Below are records that must be duplicated exactly.

Collection entries:
===
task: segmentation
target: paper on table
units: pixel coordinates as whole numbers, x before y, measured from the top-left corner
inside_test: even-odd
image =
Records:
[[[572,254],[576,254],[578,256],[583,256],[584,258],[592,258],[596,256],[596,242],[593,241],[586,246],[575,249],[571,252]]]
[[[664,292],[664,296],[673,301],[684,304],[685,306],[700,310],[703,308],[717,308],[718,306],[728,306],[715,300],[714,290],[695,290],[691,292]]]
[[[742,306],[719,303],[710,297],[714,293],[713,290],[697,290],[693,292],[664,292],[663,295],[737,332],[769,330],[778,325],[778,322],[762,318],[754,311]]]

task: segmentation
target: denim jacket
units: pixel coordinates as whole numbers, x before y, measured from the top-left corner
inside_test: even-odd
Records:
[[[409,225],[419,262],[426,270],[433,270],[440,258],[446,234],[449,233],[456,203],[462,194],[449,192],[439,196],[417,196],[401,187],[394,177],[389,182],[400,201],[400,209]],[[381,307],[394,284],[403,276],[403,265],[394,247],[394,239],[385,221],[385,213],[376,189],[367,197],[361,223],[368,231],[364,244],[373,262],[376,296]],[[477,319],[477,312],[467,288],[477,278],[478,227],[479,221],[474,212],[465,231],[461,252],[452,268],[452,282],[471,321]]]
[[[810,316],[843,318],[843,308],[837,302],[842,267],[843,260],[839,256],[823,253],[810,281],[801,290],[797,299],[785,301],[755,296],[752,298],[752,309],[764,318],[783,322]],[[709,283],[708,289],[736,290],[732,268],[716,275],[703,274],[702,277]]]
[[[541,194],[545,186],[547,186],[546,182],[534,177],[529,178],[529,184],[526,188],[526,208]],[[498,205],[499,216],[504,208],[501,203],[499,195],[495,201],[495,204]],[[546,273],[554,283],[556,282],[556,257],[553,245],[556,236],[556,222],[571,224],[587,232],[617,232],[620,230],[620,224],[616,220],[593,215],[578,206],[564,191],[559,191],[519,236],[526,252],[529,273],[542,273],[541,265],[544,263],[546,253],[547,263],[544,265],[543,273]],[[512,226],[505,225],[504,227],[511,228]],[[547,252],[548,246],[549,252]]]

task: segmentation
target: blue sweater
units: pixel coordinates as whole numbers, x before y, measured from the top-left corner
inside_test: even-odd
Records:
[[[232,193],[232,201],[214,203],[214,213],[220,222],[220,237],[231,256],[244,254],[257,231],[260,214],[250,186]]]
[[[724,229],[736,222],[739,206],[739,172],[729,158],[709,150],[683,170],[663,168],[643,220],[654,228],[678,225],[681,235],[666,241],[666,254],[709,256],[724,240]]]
===
◆ The answer:
task: segmentation
target: paper on table
units: pixel coordinates as whole numbers, x before y, measured from the top-left corner
inside_test: even-odd
image =
Records:
[[[572,254],[576,254],[578,256],[583,256],[584,258],[592,258],[596,256],[596,242],[593,241],[586,246],[575,249],[571,252]]]
[[[664,292],[664,296],[673,301],[684,304],[685,306],[700,310],[703,308],[717,308],[718,306],[728,306],[715,300],[714,290],[695,290],[691,292]]]
[[[742,306],[719,303],[710,297],[714,293],[713,290],[697,290],[693,292],[664,292],[663,295],[737,332],[769,330],[778,325],[778,322],[762,318],[754,311]]]

task: segmentation
target: denim jacket
units: pixel coordinates as whole numbers, x before y, measured from the top-left corner
inside_test: even-odd
Records:
[[[409,225],[419,262],[426,270],[433,270],[440,258],[446,234],[449,233],[456,203],[462,194],[449,192],[439,196],[417,196],[401,187],[394,177],[389,182],[400,201],[400,209]],[[381,307],[394,284],[403,276],[403,265],[394,247],[394,239],[385,221],[385,213],[376,189],[367,197],[361,223],[368,231],[364,244],[373,262],[376,296]],[[477,319],[477,312],[467,288],[477,278],[478,227],[479,221],[474,212],[465,231],[461,252],[452,268],[452,282],[471,321]]]
[[[810,316],[843,318],[843,308],[837,302],[842,267],[843,260],[839,256],[823,253],[810,281],[801,290],[797,299],[785,301],[755,296],[752,298],[752,309],[764,318],[783,322]],[[709,283],[708,289],[736,290],[732,268],[716,275],[703,274],[702,277]]]
[[[541,194],[545,186],[547,186],[546,182],[534,177],[529,178],[529,184],[526,188],[526,208]],[[498,205],[499,216],[504,208],[501,203],[499,195],[495,201],[495,204]],[[546,273],[554,283],[556,282],[556,257],[553,245],[556,236],[556,222],[571,224],[587,232],[617,232],[620,230],[620,224],[616,220],[593,215],[578,206],[564,191],[559,191],[519,236],[526,252],[529,273],[542,273],[541,265],[544,263],[546,253],[547,263],[544,265],[543,273]],[[512,226],[505,225],[504,227],[511,228]],[[547,252],[548,246],[549,252]]]

task: segmentation
target: blue sweater
units: pixel coordinates as whole numbers, x before y, measured from the top-left corner
inside_test: even-odd
Records:
[[[232,193],[232,201],[214,203],[214,213],[220,222],[220,237],[231,256],[244,254],[257,231],[260,214],[250,186]]]
[[[724,229],[736,222],[739,206],[739,172],[729,158],[709,150],[683,170],[663,168],[643,220],[654,228],[678,225],[681,235],[666,241],[666,254],[709,256],[724,240]]]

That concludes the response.